EXERCISE GOAL:
Please change "separate" to "distinct" in the entries from their start through the line containing "Give the outline of every instance of the calm", inclusive, and write out only those lines with everything else unchanged.

EXERCISE MATERIAL:
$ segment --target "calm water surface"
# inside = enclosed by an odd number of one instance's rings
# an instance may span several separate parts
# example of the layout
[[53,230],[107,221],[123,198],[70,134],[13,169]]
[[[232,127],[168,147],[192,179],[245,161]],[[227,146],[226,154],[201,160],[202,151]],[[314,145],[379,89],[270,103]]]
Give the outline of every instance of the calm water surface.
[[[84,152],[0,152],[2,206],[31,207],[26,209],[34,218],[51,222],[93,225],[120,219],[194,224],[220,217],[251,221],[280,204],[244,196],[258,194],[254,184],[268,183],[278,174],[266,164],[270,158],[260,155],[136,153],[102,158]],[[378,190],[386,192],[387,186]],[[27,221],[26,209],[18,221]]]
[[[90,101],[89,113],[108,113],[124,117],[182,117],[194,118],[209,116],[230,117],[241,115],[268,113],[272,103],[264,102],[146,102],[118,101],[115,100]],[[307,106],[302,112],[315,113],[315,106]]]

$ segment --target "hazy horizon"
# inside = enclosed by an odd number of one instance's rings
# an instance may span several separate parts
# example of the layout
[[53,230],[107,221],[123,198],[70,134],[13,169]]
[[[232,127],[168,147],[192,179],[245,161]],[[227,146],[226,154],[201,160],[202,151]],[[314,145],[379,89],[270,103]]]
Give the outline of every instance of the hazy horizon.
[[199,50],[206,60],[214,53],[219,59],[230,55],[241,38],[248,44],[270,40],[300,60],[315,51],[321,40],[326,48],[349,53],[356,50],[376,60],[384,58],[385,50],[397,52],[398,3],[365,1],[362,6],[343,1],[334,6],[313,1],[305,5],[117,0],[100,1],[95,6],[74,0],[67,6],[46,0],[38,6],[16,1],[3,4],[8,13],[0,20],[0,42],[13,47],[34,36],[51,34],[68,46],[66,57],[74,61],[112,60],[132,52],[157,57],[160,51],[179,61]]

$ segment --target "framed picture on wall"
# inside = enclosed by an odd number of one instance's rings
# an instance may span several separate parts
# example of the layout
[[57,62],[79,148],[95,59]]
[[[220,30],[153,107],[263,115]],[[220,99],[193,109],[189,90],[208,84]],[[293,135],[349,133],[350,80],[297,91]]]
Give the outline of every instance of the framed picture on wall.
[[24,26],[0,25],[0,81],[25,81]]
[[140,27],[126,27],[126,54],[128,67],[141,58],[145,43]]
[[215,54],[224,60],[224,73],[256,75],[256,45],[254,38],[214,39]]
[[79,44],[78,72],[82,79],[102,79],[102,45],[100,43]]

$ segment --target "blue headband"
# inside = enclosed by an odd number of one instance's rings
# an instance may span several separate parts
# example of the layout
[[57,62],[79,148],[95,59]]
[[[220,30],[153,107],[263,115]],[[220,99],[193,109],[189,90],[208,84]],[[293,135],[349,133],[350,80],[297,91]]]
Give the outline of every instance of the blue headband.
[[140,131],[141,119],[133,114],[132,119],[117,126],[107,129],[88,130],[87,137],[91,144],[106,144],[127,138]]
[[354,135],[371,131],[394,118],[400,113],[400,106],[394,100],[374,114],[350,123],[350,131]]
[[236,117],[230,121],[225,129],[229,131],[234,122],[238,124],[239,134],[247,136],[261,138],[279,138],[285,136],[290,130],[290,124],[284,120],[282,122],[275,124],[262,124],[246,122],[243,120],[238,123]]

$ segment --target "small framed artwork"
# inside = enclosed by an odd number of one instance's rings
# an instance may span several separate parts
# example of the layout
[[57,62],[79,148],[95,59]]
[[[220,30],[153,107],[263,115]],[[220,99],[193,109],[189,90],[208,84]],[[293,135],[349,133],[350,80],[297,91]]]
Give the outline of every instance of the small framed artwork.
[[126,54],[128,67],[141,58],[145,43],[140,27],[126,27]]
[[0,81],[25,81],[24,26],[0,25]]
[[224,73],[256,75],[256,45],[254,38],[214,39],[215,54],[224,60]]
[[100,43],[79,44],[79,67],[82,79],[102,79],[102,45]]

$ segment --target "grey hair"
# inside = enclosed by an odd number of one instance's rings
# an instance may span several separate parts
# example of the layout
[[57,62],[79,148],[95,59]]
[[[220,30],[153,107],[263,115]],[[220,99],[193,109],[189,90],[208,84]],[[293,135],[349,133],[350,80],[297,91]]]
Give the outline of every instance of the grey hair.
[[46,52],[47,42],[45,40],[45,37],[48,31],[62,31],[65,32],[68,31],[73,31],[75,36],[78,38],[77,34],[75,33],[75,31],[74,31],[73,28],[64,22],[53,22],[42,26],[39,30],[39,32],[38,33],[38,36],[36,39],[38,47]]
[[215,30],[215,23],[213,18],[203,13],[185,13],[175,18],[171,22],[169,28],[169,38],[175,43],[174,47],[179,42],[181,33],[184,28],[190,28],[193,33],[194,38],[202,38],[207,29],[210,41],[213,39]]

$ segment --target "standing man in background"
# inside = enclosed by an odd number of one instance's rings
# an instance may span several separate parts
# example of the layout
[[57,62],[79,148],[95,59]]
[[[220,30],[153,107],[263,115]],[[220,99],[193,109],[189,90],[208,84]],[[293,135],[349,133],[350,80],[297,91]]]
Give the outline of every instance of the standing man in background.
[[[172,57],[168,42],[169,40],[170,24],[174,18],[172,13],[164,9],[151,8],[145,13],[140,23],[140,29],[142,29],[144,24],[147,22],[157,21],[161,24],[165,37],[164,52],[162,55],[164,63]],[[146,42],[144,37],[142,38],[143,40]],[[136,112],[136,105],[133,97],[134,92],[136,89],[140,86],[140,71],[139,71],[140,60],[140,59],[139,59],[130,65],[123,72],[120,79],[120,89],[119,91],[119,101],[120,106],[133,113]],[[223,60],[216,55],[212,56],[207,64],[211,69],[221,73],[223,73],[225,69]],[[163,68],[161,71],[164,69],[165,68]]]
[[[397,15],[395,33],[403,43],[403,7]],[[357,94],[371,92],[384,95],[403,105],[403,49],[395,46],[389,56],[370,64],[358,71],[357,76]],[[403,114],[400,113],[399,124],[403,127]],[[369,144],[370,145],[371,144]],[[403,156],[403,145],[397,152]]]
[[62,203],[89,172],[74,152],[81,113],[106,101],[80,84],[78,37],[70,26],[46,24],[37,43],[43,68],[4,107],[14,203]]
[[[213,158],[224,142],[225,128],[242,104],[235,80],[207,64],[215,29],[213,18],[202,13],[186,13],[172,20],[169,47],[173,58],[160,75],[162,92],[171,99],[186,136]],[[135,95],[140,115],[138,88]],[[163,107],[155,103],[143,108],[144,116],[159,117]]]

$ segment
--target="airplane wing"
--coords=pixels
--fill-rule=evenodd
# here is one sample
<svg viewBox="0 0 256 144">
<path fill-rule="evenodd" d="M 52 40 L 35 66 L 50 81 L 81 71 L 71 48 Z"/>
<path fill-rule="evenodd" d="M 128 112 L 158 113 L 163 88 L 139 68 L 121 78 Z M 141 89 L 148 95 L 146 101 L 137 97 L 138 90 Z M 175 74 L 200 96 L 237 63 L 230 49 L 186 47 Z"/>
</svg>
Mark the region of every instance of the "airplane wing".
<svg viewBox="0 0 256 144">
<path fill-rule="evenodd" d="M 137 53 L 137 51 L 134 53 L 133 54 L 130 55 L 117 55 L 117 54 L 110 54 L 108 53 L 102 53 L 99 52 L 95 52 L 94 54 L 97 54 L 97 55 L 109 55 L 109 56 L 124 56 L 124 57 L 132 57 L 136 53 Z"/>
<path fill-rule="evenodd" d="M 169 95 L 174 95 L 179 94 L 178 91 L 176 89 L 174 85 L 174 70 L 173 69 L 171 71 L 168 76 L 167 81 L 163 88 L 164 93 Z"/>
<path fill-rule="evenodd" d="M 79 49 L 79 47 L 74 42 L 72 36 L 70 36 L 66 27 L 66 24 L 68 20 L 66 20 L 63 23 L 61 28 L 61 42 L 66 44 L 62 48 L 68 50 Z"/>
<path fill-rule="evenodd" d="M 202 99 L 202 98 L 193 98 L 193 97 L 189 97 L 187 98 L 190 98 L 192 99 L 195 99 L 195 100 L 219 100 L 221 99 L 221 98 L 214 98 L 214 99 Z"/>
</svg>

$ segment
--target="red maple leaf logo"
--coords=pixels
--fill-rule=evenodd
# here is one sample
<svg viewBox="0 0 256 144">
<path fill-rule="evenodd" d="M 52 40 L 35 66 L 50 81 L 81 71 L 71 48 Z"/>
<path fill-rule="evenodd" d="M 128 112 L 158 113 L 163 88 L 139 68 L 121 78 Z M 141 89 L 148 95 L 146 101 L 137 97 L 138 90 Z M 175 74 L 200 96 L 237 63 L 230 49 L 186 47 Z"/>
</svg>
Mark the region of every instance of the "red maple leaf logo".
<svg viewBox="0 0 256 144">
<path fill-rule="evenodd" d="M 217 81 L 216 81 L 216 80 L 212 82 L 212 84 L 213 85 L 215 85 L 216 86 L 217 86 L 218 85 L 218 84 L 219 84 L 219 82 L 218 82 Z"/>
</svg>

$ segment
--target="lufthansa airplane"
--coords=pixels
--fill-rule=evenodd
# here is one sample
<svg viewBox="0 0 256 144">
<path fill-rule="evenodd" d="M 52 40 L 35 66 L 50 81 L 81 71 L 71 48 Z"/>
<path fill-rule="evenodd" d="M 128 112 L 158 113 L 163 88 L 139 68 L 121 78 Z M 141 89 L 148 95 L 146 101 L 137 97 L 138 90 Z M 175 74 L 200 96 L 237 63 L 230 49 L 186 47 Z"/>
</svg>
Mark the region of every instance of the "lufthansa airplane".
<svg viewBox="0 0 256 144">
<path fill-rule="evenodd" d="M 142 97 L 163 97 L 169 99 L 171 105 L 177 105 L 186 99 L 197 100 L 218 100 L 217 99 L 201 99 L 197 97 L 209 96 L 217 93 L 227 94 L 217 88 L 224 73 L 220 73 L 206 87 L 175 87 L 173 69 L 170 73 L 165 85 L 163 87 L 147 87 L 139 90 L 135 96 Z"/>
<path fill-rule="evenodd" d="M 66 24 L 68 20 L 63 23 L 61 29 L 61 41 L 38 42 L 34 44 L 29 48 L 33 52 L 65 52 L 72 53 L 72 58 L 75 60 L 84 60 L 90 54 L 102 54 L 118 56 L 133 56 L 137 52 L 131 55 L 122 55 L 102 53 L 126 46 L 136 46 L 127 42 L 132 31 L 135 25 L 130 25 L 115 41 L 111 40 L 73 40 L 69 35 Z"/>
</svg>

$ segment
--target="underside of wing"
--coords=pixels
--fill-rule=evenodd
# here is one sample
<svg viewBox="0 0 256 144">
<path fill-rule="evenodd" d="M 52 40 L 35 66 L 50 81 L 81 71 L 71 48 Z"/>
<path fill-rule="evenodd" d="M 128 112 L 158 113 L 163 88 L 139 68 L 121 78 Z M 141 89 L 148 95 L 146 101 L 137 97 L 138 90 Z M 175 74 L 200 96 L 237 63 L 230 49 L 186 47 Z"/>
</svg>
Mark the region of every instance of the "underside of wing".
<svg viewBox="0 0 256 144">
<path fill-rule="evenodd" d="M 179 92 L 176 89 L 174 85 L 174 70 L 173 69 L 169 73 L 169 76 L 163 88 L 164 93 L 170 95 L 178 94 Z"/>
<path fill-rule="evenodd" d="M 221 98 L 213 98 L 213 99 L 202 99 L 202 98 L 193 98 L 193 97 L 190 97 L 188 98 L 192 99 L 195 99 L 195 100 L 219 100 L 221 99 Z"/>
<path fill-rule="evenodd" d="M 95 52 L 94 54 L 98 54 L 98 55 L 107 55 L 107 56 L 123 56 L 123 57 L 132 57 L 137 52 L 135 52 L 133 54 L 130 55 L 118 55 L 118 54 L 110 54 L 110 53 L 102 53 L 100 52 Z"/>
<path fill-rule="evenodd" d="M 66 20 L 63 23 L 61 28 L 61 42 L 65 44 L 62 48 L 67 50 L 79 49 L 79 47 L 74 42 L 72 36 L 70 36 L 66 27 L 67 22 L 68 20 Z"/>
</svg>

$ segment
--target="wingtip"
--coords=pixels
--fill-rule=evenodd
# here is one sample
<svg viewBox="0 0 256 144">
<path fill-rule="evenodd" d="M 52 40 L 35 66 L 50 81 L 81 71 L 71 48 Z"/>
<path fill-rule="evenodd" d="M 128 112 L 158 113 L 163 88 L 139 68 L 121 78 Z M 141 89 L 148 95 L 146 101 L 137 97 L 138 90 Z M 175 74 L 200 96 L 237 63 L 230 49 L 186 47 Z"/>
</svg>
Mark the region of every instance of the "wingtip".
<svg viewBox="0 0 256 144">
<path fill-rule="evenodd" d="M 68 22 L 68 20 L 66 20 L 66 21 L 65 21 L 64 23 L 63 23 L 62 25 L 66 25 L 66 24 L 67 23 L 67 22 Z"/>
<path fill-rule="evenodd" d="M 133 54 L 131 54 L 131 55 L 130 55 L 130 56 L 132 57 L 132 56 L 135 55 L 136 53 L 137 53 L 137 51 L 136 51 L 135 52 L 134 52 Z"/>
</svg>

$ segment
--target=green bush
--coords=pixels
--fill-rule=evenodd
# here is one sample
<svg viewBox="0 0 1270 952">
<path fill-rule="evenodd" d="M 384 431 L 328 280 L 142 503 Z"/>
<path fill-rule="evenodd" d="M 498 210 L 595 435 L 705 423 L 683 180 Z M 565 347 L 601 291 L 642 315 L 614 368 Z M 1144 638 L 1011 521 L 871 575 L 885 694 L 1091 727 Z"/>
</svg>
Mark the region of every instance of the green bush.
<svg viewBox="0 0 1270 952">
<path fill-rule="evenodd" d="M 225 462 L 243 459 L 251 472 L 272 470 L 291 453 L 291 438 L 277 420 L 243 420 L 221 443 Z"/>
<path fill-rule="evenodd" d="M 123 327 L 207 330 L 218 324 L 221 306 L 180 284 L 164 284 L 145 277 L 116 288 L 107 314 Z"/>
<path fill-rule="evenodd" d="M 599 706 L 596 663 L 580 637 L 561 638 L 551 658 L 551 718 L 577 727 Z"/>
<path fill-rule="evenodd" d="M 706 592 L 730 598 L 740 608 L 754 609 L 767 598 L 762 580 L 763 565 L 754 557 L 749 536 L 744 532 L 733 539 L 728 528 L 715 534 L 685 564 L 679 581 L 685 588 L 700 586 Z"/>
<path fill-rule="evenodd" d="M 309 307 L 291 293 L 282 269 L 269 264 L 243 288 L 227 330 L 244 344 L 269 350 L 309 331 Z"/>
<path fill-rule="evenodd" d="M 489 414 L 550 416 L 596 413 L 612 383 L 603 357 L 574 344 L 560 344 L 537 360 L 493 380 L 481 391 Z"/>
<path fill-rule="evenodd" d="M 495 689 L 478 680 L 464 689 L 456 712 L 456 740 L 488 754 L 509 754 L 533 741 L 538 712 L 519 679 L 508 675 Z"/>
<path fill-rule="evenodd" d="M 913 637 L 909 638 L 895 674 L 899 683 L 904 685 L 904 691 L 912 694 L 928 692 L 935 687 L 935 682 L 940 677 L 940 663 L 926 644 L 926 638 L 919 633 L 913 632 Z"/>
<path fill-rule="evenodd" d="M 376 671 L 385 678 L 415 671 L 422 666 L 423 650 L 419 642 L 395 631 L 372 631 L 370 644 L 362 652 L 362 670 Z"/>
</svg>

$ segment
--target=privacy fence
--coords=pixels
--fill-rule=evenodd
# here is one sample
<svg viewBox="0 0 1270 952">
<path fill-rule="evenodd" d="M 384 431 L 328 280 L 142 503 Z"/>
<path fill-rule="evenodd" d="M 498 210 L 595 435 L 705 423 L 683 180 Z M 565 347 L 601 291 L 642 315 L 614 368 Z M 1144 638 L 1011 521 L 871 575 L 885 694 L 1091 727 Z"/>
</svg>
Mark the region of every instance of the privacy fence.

EXPECTED ANSWER:
$ segment --target "calm water surface"
# inside = enclosed by an odd number of one instance's rings
# an instance may span several distinct parts
# example of the layout
[[53,230],[107,221],[123,198],[70,134],[13,169]]
[[[232,127],[168,147],[192,179],[245,161]],[[227,146],[226,154],[201,160],[202,151]],[[314,145],[379,89],[270,103]]]
Give the outline of every instance of the calm water surface.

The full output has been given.